(Stored records)
#####
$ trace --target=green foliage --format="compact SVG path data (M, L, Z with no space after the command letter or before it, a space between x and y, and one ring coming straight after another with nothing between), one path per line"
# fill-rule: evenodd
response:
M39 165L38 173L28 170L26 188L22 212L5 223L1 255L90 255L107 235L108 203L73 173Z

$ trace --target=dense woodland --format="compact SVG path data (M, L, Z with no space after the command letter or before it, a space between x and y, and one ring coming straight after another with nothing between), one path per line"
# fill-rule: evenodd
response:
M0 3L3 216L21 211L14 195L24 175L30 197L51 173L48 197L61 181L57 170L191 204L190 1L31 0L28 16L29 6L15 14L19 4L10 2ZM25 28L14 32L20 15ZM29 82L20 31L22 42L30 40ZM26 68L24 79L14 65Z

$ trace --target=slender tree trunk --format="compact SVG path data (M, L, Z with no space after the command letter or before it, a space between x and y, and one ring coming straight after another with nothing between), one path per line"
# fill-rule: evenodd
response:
#####
WHAT YOU NEED TO DO → Please convert the data from its first line through the line containing "M39 165L38 173L28", both included, into a JSON list of strings with one string per line and blank lines omitted.

THE REPLY →
[
  "$ trace --target=green foliage --format=\"compact SVG path data (M, L, Z with no space after the command letter or before it, a space between x and y, and one ring coming straight after another with nothing between), one path per line\"",
  "# fill-rule: evenodd",
  "response:",
  "M39 165L38 173L28 170L26 188L22 212L5 223L1 255L90 255L107 235L108 203L73 173Z"
]